> **Exercise A**
In the bushfire compensation passage, list every statement made about firefighters in the paragraph that begins "That sentiment is what you hear from many firefighters."
> **Exercise B**
Carry on the bushfire compensation passage from the point where it stops.

(Beginning of Provided text)

However, Australia’s government has so far rejected the calls for compensation.

“Now is not the time to go into it. Let’s get through this [bushfire crisis] first,” said Prime Minister Scott Morrison on Monday.

A day later he announced the government, as a “model employer”, would grant a minimum 20 days leave entitlement for public servants who went to the fires.

“When people join these organisations, they do it to protect their community and do it out of a sense of great service,” he has said.

That sentiment is what you hear from many firefighters. They’re not motivated by money. They’re reticent to speak up for any sort of handout. They’ve also been consumed with fighting the fires.

“People don’t get it, people think how do you risk your life and not get paid for this stuff?” Mr Knox says.

“And yeah, there have been times when I’ve been in the thick of it, and it’s so fierce you can’t breathe. And I’m thinking to myself, what am I doing here?”

(End of Provided text)
(Beginning of Extracted entries)

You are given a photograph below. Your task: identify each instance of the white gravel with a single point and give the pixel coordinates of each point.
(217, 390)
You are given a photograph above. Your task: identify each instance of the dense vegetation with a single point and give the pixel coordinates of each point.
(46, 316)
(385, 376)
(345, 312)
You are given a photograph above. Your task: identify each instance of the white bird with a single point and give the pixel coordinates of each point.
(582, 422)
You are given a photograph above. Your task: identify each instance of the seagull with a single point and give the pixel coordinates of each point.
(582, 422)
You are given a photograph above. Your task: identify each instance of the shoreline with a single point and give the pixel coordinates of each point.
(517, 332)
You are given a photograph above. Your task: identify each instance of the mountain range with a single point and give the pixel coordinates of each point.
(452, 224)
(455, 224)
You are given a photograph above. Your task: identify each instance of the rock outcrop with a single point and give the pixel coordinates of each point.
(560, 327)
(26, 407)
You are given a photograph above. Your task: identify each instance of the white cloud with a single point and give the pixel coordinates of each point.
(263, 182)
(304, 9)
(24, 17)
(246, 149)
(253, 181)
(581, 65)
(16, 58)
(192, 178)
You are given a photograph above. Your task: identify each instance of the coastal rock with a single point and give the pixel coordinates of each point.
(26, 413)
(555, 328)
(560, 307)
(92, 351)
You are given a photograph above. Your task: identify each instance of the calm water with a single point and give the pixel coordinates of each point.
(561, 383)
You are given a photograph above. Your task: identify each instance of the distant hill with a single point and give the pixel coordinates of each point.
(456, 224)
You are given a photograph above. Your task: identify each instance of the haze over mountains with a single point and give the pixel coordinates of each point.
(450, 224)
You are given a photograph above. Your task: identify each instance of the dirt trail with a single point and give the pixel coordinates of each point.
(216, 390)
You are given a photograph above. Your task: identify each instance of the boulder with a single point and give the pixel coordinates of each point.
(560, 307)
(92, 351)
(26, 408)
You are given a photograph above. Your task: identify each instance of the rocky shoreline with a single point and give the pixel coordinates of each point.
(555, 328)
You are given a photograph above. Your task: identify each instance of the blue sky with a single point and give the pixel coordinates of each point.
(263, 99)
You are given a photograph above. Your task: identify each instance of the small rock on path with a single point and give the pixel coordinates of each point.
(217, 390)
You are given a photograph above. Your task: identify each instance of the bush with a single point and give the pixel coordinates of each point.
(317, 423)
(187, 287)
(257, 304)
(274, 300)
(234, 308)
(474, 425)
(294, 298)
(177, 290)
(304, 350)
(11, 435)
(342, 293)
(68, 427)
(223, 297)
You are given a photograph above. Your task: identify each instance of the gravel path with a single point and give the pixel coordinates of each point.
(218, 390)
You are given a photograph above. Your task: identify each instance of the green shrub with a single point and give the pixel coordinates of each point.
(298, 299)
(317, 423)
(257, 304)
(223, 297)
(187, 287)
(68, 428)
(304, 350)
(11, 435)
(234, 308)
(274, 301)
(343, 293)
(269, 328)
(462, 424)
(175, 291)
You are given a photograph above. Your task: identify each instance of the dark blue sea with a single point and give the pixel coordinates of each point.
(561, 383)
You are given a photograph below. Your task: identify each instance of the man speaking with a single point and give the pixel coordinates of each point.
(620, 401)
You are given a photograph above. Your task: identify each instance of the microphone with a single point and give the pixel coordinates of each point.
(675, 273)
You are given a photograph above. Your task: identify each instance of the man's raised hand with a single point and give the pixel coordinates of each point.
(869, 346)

(End of Extracted entries)

> **Answer A**
- They're not motivated by money.
- They're reticent to speak up for any sort of handout.
- They've been consumed with fighting the fires.

> **Answer B**
“But when you’re on the truck, you’re with your brothers,” he said.

He took care of Mr O’Dwyer’s young daughter when the prime minister visited the station on Sunday, to meet with her grieving mother.

He’s proud of the photo he shared last week, which was taken in a controlled setting. That image of him standing in the middle of a flaming forest has gone viral. Mr O’Dwyer had helped him put the finishing touches on the edit. “Everyone has a choice in life, in what they want to do when they wake up in the morning,” says Mr Knox.

“I’d rather be out there firefighting – doing our part for the community. Making those two boys proud of us for getting back out there.”